▶
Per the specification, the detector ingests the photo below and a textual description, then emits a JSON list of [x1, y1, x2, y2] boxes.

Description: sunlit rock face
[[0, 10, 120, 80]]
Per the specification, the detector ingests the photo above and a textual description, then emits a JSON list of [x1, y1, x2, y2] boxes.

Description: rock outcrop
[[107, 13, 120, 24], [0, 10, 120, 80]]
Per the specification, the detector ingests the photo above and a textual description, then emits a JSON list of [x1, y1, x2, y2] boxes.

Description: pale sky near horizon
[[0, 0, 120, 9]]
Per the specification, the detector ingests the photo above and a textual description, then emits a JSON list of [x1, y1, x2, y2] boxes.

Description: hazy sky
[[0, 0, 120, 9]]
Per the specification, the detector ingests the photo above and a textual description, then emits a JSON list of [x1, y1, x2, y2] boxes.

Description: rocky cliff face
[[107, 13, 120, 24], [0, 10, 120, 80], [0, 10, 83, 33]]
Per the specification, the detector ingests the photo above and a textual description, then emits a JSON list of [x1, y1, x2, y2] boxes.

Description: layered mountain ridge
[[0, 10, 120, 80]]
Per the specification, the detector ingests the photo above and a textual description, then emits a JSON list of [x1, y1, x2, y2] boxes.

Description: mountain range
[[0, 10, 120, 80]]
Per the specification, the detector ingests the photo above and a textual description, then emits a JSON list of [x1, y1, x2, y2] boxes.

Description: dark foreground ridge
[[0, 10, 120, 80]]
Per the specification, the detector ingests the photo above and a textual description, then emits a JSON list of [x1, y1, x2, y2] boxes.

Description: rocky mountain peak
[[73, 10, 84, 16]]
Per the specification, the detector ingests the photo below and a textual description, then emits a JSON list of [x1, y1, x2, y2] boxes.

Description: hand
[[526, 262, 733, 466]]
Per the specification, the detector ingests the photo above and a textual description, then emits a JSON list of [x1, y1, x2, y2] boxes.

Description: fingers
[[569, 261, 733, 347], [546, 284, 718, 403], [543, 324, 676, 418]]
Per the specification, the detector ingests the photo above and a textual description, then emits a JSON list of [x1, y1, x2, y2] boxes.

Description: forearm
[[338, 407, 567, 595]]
◀
EXERCISE PROMPT: Please write out all the items above again, swapping "textual" for "written" and leaving everything else unchanged.

RIGHT ANSWER:
Per the specification, the detector ingests the photo below and a written description, then emits a JSON list of [x1, y1, x2, y2] boxes.

Description: sunlit rock face
[[0, 10, 120, 80]]
Per the specification, the detector ingests the photo above and a written description, then emits a JSON list of [x1, y1, x2, y2] boxes.

Description: rock outcrop
[[107, 13, 120, 24], [0, 10, 120, 80]]
Per the specification, the detector ingests the photo above and a written description, then emits a JSON list of [x1, y1, x2, y2] boxes.

Description: pale sky near horizon
[[0, 0, 120, 9]]
Per the specification, the detector ingests the photo above and a written description, then emits a JSON list of [x1, y1, x2, y2] boxes.

Description: hazy sky
[[0, 0, 120, 9]]
Per the specification, the detector ingests the photo above and a written description, then emits a JSON list of [x1, y1, x2, y2] boxes.

Description: rocky cliff face
[[107, 13, 120, 24], [0, 10, 120, 80], [0, 10, 83, 33]]
Per the specification, the detector ingests the photo above and a written description, then emits a JSON list of [x1, y1, x2, y2] boxes.

Description: layered mountain ridge
[[0, 10, 120, 80]]
Per the specification, the detector ingests the photo above and a written description, then emits a JSON list of [x1, y1, x2, y2] boxes.

Description: mountain range
[[0, 10, 120, 80]]
Per the specification, the detector ingests the photo above and a written description, then emits a JSON list of [x1, y1, x2, y2] boxes.

Description: dark foreground ridge
[[0, 10, 120, 80]]
Per the specification, the detector ingests the photo above and a written description, then emits a JSON list of [x1, y1, x2, y2] boxes.

Description: rocky mountain peak
[[73, 10, 84, 16]]
Per the specification, the detector ingests the photo below and a written description, then emits a JSON list of [x1, y1, x2, y2] boxes.

Description: hand
[[526, 262, 733, 466]]
Per the specification, the detector ingests the photo above and a written description, then emits a JSON list of [x1, y1, x2, y2] boxes.

Description: fingers
[[569, 261, 733, 347], [546, 284, 718, 403], [543, 324, 676, 418]]
Per the specification, the detector ingests the photo above and a written description, then emits a JSON list of [x1, y1, x2, y2] boxes.

Description: forearm
[[338, 407, 567, 595]]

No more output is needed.